# [Excerpt provided]
- Understand the differences between a do-not-resuscitate order, a living will and a power of attorney
- Understand treatment limitations of a DNR order
- Learn treatment options available for hospice and palliative care patients
- Discuss care for the body following death
Click here to access a 20-question review test for your training purposes.
Med-2 arrives at a skilled nursing facility at 2330 for a patient short of breath. The crew is greeted by a nurse, who directs them to the patient's room in the assisted-living side of the facility. The 65-year- old female moved in this past week after deciding she could no longer live independently. The nurse explains that the patient's shortness of breath has been worsening for the past six hours and has been treated with oxygen. She did not call 9-1-1 earlier because the patient has signed a do-not-resuscitate order; however, the patient's daughter arrived a little while ago and immediately requested an ambulance.

# [Study questions]
1 - In the DNR training text, how long had the patient's shortness of breath been getting worse?
2 - Say whether each statement agrees with the DNR training text, answering yes or no and quoting the words that decide it: (a) The patient moved into the facility this past week. (b) The nurse called 9-1-1 as soon as the shortness of breath began. (c) The patient's shortness of breath had been treated with oxygen.
3 - Pick up the DNR training text after its last sentence and carry the Med-2 call forward.

# [Provided information]
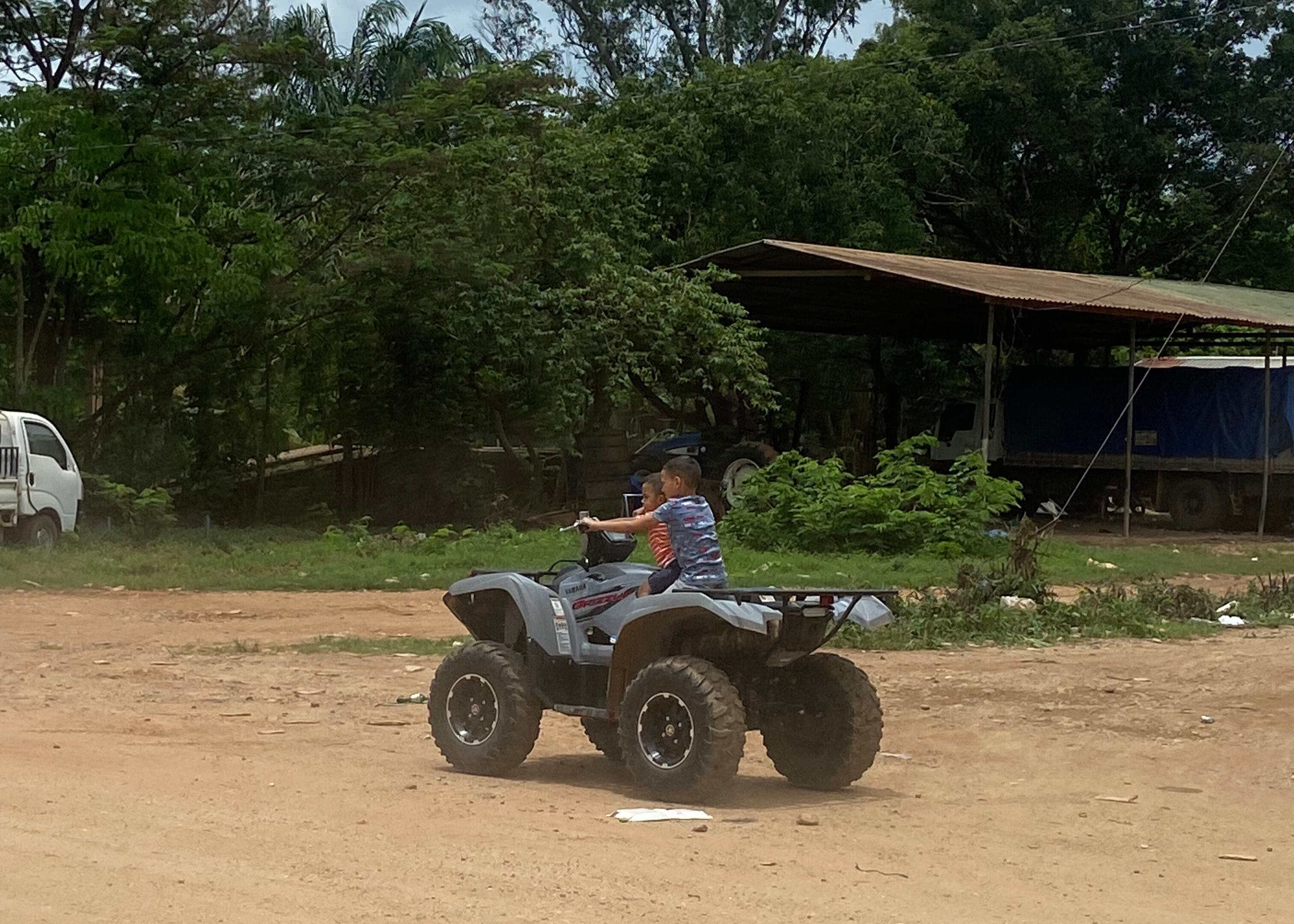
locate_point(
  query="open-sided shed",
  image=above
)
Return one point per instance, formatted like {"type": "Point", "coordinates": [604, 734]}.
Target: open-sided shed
{"type": "Point", "coordinates": [838, 290]}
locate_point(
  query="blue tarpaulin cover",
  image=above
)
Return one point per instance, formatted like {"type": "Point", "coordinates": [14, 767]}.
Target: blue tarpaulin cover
{"type": "Point", "coordinates": [1179, 413]}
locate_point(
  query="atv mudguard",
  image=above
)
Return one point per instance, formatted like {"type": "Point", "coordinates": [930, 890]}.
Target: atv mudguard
{"type": "Point", "coordinates": [505, 606]}
{"type": "Point", "coordinates": [650, 633]}
{"type": "Point", "coordinates": [501, 606]}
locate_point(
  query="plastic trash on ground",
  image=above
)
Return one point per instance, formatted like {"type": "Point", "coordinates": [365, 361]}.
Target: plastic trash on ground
{"type": "Point", "coordinates": [1019, 602]}
{"type": "Point", "coordinates": [660, 816]}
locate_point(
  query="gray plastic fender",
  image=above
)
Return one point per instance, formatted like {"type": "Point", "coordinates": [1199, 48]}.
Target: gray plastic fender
{"type": "Point", "coordinates": [748, 616]}
{"type": "Point", "coordinates": [504, 606]}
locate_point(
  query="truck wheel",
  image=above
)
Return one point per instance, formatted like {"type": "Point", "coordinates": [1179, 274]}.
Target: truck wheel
{"type": "Point", "coordinates": [483, 712]}
{"type": "Point", "coordinates": [1197, 504]}
{"type": "Point", "coordinates": [605, 735]}
{"type": "Point", "coordinates": [822, 725]}
{"type": "Point", "coordinates": [683, 729]}
{"type": "Point", "coordinates": [39, 531]}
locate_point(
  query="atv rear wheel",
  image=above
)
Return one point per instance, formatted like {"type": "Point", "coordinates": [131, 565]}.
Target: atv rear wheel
{"type": "Point", "coordinates": [823, 723]}
{"type": "Point", "coordinates": [605, 735]}
{"type": "Point", "coordinates": [683, 728]}
{"type": "Point", "coordinates": [483, 711]}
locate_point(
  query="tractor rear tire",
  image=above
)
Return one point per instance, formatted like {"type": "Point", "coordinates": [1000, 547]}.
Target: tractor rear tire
{"type": "Point", "coordinates": [683, 729]}
{"type": "Point", "coordinates": [605, 735]}
{"type": "Point", "coordinates": [483, 710]}
{"type": "Point", "coordinates": [825, 725]}
{"type": "Point", "coordinates": [1197, 504]}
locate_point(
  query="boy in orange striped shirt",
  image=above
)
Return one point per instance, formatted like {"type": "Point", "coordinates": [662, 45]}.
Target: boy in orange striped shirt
{"type": "Point", "coordinates": [654, 496]}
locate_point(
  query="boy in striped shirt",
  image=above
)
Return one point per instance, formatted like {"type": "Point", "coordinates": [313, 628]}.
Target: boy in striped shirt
{"type": "Point", "coordinates": [658, 536]}
{"type": "Point", "coordinates": [693, 536]}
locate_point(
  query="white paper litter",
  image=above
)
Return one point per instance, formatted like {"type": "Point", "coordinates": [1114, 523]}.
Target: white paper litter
{"type": "Point", "coordinates": [659, 816]}
{"type": "Point", "coordinates": [1019, 602]}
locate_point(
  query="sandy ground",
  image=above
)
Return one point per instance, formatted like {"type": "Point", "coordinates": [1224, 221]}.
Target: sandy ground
{"type": "Point", "coordinates": [126, 795]}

# [Set of answers]
1 - For the past six hours.

2 -
(a) Yes: "moved in this past week"
(b) No: "She did not call 9-1-1 earlier because the patient has signed a do-not-resuscitate order"
(c) Yes: "has been treated with oxygen"

3 -
When the crew walks in, they see a well-dressed 65-year-old female on the edge of her bed, leaning forward in a tripod position, with a nasal cannula in place. Crackles can be heard from across the room, and the patient's lips look dusky. Her daughter says her mother has some heart trouble, but is otherwise healthy.
As the crew open their bags and turn on a monitor, the nurse says, "You cannot do all that. She is a DNR." Is the nurse right? Does the DNR prevent the crew from intervening? What can they do for a patient with a DNR? Are there limitations?
Following the development of CPR in the 1960s, all patients who experienced cardiac arrest received CPR. As the science around CPR progressed, ethicists challenged the ethical and moral necessity of prolonging the pain and suffering of terminally ill patients. This led to development of do-not-resuscitate orders, which first appeared in the mid-1970s.1 Following the pressure of ethicists, the American Medical Association (AMA) stated that CPR was not indicated in certain situations, specifically in cases of illness where death is an expected result.
Always contentious, resuscitation as a medical term means the procedures that attempt to restore cardiac and pulmonary function in an individual who has experienced cardiac or pulmonary arrest. CPR is the most commonly used term for resuscitation. When a patient has a do-not-resuscitate order, that order speaks specifically to performance of CPR. Traditionally, only patients with terminal illness, such as metastatic cancer, could obtain a DNR.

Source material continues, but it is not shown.